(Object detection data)
---

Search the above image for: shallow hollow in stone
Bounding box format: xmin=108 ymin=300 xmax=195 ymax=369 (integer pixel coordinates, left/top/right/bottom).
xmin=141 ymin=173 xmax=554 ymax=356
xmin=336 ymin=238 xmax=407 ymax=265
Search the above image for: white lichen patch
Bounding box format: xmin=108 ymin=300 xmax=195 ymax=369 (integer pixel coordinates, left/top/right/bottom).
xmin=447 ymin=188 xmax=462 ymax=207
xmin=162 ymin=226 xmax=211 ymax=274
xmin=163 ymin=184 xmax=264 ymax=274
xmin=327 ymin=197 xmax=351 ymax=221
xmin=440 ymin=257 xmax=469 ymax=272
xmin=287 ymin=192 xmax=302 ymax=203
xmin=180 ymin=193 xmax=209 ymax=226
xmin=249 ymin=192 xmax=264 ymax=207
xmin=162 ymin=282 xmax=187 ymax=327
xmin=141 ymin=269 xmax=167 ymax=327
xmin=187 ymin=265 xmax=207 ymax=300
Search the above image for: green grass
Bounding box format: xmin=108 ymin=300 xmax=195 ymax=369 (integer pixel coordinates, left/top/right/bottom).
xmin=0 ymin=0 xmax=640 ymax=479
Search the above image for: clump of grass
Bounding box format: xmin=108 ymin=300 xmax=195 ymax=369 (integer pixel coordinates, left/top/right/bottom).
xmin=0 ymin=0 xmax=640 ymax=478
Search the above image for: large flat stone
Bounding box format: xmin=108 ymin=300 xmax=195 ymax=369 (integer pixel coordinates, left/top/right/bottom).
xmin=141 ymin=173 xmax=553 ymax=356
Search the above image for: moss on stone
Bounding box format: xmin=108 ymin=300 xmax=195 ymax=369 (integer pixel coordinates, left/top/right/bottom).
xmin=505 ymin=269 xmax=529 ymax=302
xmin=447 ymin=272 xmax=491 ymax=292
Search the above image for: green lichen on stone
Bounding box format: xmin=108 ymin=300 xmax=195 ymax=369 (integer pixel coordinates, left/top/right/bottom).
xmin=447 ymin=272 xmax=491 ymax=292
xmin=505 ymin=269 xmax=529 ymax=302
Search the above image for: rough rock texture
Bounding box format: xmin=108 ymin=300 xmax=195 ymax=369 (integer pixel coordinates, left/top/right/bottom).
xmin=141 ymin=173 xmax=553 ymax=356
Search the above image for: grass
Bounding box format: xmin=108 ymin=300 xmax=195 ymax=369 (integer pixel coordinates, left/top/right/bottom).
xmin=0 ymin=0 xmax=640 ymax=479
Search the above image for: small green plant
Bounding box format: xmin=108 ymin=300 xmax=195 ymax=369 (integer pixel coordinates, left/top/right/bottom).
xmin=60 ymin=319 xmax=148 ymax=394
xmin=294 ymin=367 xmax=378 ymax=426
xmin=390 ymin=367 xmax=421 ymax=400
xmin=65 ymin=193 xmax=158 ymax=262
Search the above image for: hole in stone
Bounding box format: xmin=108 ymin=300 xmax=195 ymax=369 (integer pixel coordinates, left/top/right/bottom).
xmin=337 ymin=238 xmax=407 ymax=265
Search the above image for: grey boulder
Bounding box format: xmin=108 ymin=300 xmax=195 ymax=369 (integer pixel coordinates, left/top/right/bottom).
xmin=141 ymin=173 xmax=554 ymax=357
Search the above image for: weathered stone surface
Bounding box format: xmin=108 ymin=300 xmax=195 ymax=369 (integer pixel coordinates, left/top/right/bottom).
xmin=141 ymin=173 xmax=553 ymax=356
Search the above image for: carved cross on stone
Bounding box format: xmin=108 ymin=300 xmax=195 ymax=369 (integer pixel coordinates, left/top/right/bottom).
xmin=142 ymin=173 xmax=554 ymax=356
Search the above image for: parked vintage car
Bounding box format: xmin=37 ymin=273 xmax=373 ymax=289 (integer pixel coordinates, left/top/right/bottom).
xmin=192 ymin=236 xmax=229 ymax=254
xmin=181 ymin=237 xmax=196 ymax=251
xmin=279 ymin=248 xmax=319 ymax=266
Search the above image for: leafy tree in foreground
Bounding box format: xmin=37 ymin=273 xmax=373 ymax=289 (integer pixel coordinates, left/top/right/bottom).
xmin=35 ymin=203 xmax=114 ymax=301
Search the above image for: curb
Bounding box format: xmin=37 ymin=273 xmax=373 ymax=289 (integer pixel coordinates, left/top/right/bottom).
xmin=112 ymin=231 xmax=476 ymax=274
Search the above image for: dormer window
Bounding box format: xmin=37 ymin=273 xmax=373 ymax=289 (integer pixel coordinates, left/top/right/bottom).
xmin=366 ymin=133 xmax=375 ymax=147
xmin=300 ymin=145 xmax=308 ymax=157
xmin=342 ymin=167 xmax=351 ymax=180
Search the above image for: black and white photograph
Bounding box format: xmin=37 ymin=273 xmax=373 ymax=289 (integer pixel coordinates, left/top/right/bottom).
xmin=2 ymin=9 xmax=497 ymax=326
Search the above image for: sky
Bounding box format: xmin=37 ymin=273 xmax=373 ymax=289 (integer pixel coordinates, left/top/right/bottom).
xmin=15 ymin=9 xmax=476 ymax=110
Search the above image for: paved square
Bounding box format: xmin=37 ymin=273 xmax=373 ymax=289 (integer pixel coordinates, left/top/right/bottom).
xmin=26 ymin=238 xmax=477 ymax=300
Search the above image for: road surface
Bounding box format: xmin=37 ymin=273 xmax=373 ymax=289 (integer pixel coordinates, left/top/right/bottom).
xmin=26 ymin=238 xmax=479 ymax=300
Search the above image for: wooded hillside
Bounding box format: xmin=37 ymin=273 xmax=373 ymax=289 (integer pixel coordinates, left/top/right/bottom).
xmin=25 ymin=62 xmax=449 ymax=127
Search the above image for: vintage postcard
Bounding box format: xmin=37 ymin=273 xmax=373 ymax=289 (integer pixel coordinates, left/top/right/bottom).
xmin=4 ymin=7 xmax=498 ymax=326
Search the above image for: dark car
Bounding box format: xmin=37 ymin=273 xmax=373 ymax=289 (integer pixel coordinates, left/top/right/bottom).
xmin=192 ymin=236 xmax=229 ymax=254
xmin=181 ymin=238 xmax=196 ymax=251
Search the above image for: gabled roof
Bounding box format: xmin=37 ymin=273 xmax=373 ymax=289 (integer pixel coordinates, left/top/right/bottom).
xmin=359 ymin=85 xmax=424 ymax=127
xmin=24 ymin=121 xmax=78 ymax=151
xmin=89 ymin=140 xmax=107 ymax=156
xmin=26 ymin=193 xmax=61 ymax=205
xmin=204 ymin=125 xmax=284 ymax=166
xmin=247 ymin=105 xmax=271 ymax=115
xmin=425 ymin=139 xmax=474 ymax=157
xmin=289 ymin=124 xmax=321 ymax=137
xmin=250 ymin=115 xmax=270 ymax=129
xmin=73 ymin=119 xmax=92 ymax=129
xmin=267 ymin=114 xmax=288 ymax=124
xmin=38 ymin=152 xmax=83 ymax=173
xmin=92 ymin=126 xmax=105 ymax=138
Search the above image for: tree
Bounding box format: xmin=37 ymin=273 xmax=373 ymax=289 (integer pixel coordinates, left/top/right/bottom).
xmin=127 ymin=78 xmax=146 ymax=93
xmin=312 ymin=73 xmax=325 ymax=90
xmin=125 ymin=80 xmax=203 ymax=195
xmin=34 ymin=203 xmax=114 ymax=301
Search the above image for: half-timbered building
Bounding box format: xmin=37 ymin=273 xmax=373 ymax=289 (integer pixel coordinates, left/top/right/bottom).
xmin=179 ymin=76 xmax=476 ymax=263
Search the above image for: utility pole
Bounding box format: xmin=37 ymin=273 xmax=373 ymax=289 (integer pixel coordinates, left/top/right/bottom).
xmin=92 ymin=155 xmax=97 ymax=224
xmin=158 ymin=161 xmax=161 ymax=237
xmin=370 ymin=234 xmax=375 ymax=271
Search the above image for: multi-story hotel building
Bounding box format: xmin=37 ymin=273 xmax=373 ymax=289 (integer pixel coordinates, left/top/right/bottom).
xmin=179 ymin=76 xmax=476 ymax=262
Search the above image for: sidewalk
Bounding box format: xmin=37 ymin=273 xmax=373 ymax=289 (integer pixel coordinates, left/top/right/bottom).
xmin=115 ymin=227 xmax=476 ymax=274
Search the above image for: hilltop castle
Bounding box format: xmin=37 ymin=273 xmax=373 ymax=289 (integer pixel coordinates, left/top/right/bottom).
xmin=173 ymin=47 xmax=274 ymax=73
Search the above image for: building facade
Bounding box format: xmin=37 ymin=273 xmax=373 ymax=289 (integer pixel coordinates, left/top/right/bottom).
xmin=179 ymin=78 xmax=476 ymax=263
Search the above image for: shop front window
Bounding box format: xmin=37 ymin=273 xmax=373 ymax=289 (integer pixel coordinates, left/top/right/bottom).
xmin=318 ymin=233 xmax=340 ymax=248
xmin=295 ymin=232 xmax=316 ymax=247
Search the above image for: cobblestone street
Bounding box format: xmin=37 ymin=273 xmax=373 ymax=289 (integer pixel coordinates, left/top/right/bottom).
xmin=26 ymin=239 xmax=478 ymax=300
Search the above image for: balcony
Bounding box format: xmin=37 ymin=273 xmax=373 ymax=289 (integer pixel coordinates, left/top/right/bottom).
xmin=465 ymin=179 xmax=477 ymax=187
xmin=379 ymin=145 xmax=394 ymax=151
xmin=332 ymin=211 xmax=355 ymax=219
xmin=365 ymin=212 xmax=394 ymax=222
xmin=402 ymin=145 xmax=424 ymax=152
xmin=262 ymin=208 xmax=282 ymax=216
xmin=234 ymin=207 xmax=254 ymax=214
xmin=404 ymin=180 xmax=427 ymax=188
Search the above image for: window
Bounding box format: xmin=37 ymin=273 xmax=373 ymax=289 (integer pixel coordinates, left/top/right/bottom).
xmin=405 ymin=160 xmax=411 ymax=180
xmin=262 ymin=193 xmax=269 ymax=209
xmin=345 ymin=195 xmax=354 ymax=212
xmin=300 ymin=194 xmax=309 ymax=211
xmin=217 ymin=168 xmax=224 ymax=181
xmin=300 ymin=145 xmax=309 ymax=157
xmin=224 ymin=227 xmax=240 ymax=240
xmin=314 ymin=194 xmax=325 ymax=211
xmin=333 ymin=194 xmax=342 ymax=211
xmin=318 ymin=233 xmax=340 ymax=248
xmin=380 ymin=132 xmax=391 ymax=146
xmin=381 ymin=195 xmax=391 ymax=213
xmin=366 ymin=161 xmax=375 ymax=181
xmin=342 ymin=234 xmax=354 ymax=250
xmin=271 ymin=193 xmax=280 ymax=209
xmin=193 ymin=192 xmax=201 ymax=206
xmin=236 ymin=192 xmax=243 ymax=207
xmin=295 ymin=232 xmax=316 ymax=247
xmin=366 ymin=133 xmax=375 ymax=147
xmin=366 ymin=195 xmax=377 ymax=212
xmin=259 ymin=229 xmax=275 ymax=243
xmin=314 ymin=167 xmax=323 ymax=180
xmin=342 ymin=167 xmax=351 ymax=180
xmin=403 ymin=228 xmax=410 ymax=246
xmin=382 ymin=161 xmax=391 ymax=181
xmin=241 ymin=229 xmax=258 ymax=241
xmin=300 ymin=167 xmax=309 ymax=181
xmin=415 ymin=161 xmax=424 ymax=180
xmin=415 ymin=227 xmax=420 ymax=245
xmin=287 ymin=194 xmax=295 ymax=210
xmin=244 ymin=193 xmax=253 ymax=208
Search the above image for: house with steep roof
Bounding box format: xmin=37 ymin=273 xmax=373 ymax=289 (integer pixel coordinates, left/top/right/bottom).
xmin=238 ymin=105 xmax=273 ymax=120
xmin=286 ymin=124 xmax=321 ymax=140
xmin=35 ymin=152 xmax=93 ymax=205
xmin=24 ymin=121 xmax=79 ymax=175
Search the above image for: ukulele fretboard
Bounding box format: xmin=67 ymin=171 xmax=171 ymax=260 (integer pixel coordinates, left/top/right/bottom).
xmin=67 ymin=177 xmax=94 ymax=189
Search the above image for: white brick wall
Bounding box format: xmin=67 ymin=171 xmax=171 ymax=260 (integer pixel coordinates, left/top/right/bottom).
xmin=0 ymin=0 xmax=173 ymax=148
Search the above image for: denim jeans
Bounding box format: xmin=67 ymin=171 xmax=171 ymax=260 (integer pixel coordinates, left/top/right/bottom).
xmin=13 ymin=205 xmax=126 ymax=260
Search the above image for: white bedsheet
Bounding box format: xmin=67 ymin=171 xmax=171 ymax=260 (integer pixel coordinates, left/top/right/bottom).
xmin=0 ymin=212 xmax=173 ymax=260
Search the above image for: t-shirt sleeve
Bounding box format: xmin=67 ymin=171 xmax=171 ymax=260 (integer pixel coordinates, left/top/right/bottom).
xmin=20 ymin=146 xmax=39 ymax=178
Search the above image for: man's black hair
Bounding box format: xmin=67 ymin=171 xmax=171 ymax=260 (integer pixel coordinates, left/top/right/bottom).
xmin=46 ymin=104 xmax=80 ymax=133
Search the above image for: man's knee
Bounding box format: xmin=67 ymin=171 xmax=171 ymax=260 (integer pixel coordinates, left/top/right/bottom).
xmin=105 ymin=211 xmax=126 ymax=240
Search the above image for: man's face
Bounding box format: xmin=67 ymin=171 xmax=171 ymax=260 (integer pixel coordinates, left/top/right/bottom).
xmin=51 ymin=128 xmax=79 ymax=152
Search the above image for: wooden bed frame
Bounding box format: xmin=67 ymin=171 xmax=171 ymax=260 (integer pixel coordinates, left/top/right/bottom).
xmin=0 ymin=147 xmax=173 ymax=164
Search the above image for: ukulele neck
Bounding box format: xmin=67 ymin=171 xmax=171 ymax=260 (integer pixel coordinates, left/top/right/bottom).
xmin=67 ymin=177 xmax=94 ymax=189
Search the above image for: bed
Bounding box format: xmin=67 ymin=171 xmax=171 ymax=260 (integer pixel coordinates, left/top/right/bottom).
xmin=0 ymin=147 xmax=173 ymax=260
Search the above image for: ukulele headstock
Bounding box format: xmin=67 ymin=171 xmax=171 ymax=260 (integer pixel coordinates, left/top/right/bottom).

---

== INSTRUCTION ==
Update the rows from the line containing "Search the above image for: ukulele fretboard" through the line containing "xmin=0 ymin=0 xmax=173 ymax=148", inclusive, by changing "white brick wall" to "white plaster wall" and keeping everything else the same.

== TASK RESPONSE ==
Search the above image for: ukulele fretboard
Bounding box format: xmin=67 ymin=171 xmax=171 ymax=260 (integer pixel coordinates, left/top/right/bottom).
xmin=67 ymin=177 xmax=94 ymax=189
Search the above image for: white plaster wall
Bounding box format: xmin=67 ymin=171 xmax=171 ymax=260 (integer pixel coordinates, left/top/right/bottom).
xmin=0 ymin=0 xmax=173 ymax=148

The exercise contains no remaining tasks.